It was the Canada Council that, unintentionally,
triggered the creation of our first national dance service organization by
convening a 1972 meeting in Ottawa to discuss the community’s evolution.
Those attending came away so charged by the experience of meeting and sharing
ideas with their peers from across the country that in 1973 they founded the
Dance in Canada Association with a broad mandate of service, communication,
education and advocacy.
As with the Canadian Ballet Festivals of the
1950s, Canada was once again in the international vanguard. The Dance in
Canada Association (DICA) was in many ways a model for Dance UK and Dance
USA, both founded almost a decade later.
As the Canadian dance community diversified and
expanded, regionally and artistically, so too did its need for funding. DICA,
like the Canada Council, often found it hard to satisfy such a broadly-based
constituency. There were even times when the competition for scarce funding
led to internal bickering. In 1977 several of the longer-established
companies decided they needed a more focused organization to serve their
particular needs and formed the Canadian Association of Professional Dance
Organizations (CAPDO).

EXERCISES:
- A) In the passage on Canadian dance organizations, what did several of the longer-established companies form in 1977?
- B) Carry on the passage on Canadian dance organizations, beginning after its last sentence.

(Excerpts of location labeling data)
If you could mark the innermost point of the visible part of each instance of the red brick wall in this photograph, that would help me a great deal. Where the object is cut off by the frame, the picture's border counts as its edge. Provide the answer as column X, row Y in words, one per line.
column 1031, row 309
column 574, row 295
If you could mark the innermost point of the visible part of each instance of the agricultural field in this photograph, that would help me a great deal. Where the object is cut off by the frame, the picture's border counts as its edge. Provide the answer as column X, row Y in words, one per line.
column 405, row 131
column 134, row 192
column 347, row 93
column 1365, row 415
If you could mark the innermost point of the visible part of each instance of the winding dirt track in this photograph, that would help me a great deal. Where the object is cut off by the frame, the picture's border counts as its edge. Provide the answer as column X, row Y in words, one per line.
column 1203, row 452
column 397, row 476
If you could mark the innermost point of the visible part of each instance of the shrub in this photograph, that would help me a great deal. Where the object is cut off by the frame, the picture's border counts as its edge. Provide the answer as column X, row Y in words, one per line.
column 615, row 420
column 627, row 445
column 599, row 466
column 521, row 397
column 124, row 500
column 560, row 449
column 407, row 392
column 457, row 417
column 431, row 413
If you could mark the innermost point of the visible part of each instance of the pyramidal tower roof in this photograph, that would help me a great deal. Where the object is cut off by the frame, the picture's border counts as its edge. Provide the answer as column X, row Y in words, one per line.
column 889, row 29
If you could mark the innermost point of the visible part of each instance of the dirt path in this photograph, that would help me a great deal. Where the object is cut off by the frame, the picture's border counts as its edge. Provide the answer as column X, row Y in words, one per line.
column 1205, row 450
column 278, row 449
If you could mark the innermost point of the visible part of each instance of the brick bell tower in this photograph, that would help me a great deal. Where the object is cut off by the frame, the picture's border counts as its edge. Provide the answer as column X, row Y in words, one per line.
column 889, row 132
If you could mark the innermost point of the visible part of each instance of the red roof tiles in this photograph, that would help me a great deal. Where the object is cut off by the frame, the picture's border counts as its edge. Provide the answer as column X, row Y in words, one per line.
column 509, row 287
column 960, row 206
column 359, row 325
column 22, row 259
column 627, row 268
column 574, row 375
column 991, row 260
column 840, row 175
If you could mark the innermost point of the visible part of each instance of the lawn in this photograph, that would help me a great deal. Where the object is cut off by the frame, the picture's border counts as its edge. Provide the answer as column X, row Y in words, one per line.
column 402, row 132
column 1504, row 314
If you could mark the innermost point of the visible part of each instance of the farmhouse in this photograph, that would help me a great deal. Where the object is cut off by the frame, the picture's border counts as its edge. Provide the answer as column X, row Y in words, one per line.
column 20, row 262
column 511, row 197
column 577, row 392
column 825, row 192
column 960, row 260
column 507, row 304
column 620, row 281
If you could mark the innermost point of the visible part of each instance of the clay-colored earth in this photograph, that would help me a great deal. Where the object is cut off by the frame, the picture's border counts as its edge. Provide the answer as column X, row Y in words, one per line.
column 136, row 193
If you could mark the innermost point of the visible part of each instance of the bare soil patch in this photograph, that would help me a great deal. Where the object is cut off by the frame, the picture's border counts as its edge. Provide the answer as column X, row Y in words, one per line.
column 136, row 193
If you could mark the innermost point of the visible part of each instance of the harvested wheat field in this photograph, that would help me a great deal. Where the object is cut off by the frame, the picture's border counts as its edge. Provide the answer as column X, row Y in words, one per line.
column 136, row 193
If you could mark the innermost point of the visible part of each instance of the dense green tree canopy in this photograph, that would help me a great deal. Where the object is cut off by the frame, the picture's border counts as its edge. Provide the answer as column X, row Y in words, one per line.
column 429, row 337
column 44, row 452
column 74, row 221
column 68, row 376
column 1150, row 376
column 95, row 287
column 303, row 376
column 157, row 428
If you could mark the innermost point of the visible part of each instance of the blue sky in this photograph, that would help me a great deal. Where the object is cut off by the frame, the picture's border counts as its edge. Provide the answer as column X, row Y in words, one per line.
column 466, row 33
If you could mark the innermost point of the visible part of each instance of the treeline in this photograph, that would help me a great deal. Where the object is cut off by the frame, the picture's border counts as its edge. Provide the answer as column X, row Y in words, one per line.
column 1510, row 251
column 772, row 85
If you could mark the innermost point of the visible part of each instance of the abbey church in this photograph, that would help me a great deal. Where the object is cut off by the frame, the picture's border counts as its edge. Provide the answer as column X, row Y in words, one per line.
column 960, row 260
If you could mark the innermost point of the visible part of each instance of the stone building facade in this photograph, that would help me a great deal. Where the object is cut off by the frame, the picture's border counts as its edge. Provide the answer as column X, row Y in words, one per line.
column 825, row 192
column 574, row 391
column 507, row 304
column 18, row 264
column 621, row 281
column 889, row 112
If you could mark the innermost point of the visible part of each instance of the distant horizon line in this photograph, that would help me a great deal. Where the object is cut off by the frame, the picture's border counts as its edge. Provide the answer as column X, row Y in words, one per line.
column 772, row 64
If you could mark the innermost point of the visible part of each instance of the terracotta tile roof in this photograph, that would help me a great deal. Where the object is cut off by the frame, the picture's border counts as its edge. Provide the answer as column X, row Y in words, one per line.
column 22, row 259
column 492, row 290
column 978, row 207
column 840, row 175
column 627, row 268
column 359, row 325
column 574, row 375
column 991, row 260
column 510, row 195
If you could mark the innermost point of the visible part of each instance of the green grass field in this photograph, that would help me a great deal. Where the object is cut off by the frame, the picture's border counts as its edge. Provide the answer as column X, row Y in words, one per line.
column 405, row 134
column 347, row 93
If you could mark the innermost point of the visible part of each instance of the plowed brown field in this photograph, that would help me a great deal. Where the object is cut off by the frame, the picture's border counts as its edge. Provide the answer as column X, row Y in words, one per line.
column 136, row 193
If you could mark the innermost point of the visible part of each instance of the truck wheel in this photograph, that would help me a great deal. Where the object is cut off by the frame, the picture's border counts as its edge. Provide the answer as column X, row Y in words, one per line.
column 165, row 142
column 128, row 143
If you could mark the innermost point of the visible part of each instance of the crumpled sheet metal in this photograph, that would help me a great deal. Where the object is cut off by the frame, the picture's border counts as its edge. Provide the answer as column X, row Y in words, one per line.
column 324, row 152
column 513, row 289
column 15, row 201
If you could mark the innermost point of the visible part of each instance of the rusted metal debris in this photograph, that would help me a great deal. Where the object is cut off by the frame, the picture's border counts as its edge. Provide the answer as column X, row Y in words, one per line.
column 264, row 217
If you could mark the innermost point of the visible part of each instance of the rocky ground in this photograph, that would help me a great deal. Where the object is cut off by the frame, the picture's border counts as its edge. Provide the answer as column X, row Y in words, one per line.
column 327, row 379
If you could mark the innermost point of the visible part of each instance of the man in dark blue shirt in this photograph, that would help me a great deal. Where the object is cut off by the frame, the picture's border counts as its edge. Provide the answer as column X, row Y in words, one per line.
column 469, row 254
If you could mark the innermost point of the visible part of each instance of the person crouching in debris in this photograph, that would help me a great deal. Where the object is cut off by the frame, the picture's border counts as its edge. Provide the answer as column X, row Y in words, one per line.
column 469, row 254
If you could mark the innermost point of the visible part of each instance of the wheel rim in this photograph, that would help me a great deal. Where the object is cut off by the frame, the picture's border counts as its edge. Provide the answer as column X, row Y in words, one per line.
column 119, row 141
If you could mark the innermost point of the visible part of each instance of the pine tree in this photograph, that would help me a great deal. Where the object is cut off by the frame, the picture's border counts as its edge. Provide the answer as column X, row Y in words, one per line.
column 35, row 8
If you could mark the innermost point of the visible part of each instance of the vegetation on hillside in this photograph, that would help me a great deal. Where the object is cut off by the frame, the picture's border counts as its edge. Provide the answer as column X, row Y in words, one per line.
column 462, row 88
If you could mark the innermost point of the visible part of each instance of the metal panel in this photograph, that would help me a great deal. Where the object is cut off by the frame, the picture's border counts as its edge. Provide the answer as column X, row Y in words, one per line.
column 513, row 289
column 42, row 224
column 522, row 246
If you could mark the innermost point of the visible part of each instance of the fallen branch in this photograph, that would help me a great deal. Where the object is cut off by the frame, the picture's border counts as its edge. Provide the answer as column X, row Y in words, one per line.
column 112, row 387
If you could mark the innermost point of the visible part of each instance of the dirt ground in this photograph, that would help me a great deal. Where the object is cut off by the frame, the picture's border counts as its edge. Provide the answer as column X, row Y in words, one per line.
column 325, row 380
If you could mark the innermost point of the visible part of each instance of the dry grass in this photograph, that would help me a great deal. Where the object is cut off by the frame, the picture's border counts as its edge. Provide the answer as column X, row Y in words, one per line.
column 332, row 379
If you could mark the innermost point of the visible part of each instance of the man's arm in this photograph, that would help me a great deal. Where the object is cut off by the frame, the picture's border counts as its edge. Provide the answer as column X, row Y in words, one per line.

ANSWERS GIVEN:
- A) The Canadian Association of Professional Dance Organizations (CAPDO).

- B)
DICA continued to publish its quarterly magazine,
lobby governments and convene peripatetic annual conferences that, until the
funding crunch of the mid-1980s, brought sometimes hundreds of delegates from
all sectors of the profession together to discuss important issues, attend
workshops and dance in or watch now legendary marathon performances. In 1987
this led to the launch of a more rigorously curated Canada Dance Festival in
collaboration with the National Arts Centre in Ottawa. After DICA had
withered away in the late 1980s, the festival was left as its permanent, now
biennial, legacy.
DICA was born in a period of optimistic expansion
but arguably was less successful in adapting to the challenges of a
recessionary economic environment. It inspired the formation of several
provincial dance service organizations such as Dance Ontario, Dance
Saskatchewan and Le Regroupement québécois de la danse. From their regional
perspectives, these regional groups often seemed more immediately relevant
and useful to their memberships. In tough times, the importance of supporting
a national organization and a strong voice for the larger cause is often
easily forgotten.
By the late 20th century CAPDO had also fallen
into abeyance although the staff of its member organizations still maintained
an informal network. The example of national cooperation was carried on
through CanDance (the Canadian Network of Dance presenters), while the
special needs of dancers facing the reality of finite stage careers were
addressed by another national organization, the Dancer Transition Resource
Centre (DTRC), founded in 1985.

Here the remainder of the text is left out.